Breaking News

Mereka Tidak Akan Bisa Memadamkan Cahaya Allah

Mempertuhankan Para Ulama dan Pendeta

Jumat, 29 Mei 2009 / 5 Jumadil Akhir 1430



Firman Allah SWT:

“Mereka menjadikan orang-orang alimnya dan rahib-rahib mereka sebagai Tuhan selain Allah (639) dan (juga mereka mempertuhankan) Al Masih putera Maryam, padahal mereka hanya disuruh menyembah Tuhan Yang Maha Esa, tidak ada Tuhan ( yang berhak disembah) selain Dia. Maha Suci Allah dari apa yang mereka persekutukan. Mereka berkehendak memadamkan cahaya (agama) Allah dengan mulut (ucapan-ucapan) mereka, dan Allah tidak menghendaki selain menyempurnakan cahayaNya, walaupun orang-orang yang kafir tidak menyukai” (QS. At Taubah 31-32).

Modus Penuhanan

       Dalam tafsir Jalalain diterangkan bahwa Allah SWT mengatakan kaum Yahudi dan Nasrani itu menjadikan para ulama dan rahib-rahib mereka itu sebagai tuhan-tuhan selain Allah karena mereka mengikuti para ulama dan rahib itu menghalalkan apa yang diharamkan Allah dan mengharamkan yang Dia haramkan.

[Baris dari dataset pelabelan kotak]
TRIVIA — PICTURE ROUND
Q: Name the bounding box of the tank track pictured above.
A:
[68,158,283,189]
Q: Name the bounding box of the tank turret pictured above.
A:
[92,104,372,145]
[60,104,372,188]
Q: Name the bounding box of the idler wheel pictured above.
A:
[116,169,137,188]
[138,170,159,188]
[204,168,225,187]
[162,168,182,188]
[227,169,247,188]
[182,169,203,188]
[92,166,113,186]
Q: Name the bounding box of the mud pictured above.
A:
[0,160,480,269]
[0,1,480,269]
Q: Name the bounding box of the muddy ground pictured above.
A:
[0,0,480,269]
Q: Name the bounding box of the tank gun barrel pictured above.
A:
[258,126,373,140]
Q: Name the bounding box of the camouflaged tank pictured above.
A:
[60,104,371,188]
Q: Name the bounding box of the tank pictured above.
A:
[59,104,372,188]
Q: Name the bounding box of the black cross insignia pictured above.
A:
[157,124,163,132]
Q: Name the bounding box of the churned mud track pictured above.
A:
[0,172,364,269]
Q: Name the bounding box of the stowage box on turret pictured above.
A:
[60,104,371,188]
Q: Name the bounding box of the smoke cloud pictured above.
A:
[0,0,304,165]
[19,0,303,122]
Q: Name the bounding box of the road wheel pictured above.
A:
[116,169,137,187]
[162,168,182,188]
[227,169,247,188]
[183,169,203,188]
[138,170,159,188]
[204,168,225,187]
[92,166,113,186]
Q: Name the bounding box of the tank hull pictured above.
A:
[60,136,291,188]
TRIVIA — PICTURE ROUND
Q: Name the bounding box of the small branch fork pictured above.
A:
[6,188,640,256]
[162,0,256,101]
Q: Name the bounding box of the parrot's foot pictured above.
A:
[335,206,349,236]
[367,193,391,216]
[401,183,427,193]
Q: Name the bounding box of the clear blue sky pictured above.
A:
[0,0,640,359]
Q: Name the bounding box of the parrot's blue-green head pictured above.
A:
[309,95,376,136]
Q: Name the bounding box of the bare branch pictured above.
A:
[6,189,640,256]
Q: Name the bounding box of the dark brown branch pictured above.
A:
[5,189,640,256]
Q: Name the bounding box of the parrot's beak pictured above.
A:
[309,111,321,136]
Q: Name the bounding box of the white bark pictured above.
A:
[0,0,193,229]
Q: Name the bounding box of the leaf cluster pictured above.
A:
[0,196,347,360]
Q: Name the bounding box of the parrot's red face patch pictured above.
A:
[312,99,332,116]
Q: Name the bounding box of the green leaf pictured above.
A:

> Tujuan Tugas: Bisakah Anda menuliskan ulang, kata demi kata, bagian teks tentang mempertuhankan para ulama dan pendeta yang dibuka dengan kata-kata berisi "Mereka Tidak Akan" dan ditutup dengan "At Taubah 31-32)."?

> Hasil Tugas:
Mereka Tidak Akan Bisa Memadamkan Cahaya Allah

Mempertuhankan Para Ulama dan Pendeta

Jumat, 29 Mei 2009 / 5 Jumadil Akhir 1430



Firman Allah SWT:

“Mereka menjadikan orang-orang alimnya dan rahib-rahib mereka sebagai Tuhan selain Allah (639) dan (juga mereka mempertuhankan) Al Masih putera Maryam, padahal mereka hanya disuruh menyembah Tuhan Yang Maha Esa, tidak ada Tuhan ( yang berhak disembah) selain Dia. Maha Suci Allah dari apa yang mereka persekutukan. Mereka berkehendak memadamkan cahaya (agama) Allah dengan mulut (ucapan-ucapan) mereka, dan Allah tidak menghendaki selain menyempurnakan cahayaNya, walaupun orang-orang yang kafir tidak menyukai” (QS. At Taubah 31-32).